A light-hearted look at the issue of how much general knowledge is acceptable in cryptic crosswords
Back in 2004, an elite team of crossword compilers appeared on University Challenge – The Professionals, a version of the popular quiz in which the teams comprised four people who shared the same career or profession. The compilers lost to a team from the British Library in the first round. At the time I was setting puzzles for an agency – my FT and Independent days were yet to come – and people took great delight in reminding me of the compilers’ defeat.
“Did you see the compilers’ team on University Challenge? Didn’t do too well, did they, nudge nudge?”
No, they didn’t do too well. They didn’t disgrace themselves either, but expectations would have been high for a team of people who set crossword clues incomprehensible to a large swathe of the population. Had a team of nightclub bouncers appeared on the programme, their performance would have been considered decent if they’d managed to answer two questions and not beaten anyone up.
I get this quite a lot. When I tell people that I set crosswords, the response is often, “Wow, you must be really clever!” – which always makes me feel like a fraud. In any case, there is no reason why the ability to play with words should go hand in hand with a wide general knowledge.
I’m rubbish at quizzes. It’s not that I can’t answer any questions – in fact I can often answer those that nobody else knows. The problem is that I can never answer the questions that everybody else knows.
Back in the 90s, I was watching a couple of guys play a pub quiz machine while I waited for my mate to turn up. Their performance was awesome. They answered question after question about sport (mainly football) with supreme confidence, racking up an eye-watering amount of prize money. You may remember that in order to keep pay-outs to a minimum, the designers of these machines gave them the ability to suss out which subjects you avoided and, once you started doing quite well, these would be the subjects offered as a choice of categories.
So it was that after correctly identifying the player who scored Accrington Stanley’s last goal of the season in 1972, along with a thousand other questions of a similar nature, our two heroes were brought up short by this:
Mozart’s Symphony no. 41 is named after which planet?
A. Mars
B. Jupiter
C. Saturn
There was much wailing and gnashing of teeth – or, more accurately, swearing. I told them that the answer was B, Jupiter.
“You sure, mate?” said one of the players, in a tone that suggested I’d be sucking liquid food through a straw for a long time if I was wrong. They were the archetypal British Pub Bloke – jolly nice chaps as long as you didn’t do anything to offend them, like spill their pint or look at them funny.
When my answer turned out to be correct, they showered me with astonished praise. “Effing hell, mate, you effing know everything. Are you some sort of effing genius?” In vain did I point out that I’d only answered one question, while they’d answered loads about which I wouldn’t have had a clue.
Some time later I was reluctantly co-opted onto the pub quiz team. Every week I’d turn up and sit there in silence for 98% of the time, occasionally naming an opera by Harrison Birtwistle or translating a word into Russian. Each time I made one of my rare contributions, the others would nod approvingly and tell me how pleased they were to have me on the team. And I don’t think they were being sarcastic.

**Recorded information:**
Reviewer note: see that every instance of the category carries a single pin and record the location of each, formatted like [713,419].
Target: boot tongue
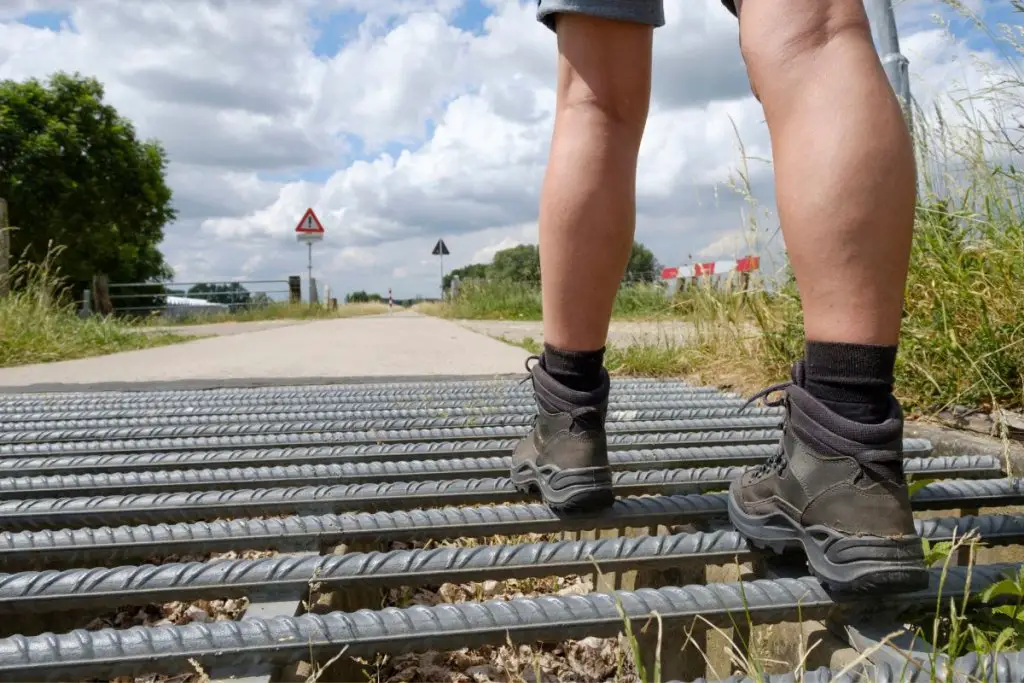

**Stated problem 1:** Translate this sentence from the crossword article into Spanish: "The compilers lost to a team from the British Library in the first round."
**Stated problem 2:**
Answer these questions about the crossword article:
(a) In what year did the team of crossword compilers appear on University Challenge – The Professionals?
(b) What planet did the writer give as the answer to the pub quiz machine question about Mozart's Symphony no. 41?
(c) For what percentage of the time did the writer sit in silence at the pub quiz?
**Stated problem 3:** Write out the passage of the crossword article beginning with "No, they didn’t" and continuing through "wide general knowledge.".
Nothing in the listing is needed here.

**Response 1:** Los autores de crucigramas perdieron ante un equipo de la Biblioteca Británica en la primera ronda.

**Response 2:**
(a) 2004
(b) Jupiter
(c) 98%

**Response 3:**
No, they didn’t do too well. They didn’t disgrace themselves either, but expectations would have been high for a team of people who set crossword clues incomprehensible to a large swathe of the population. Had a team of nightclub bouncers appeared on the programme, their performance would have been considered decent if they’d managed to answer two questions and not beaten anyone up.
I get this quite a lot. When I tell people that I set crosswords, the response is often, “Wow, you must be really clever!” – which always makes me feel like a fraud. In any case, there is no reason why the ability to play with words should go hand in hand with a wide general knowledge.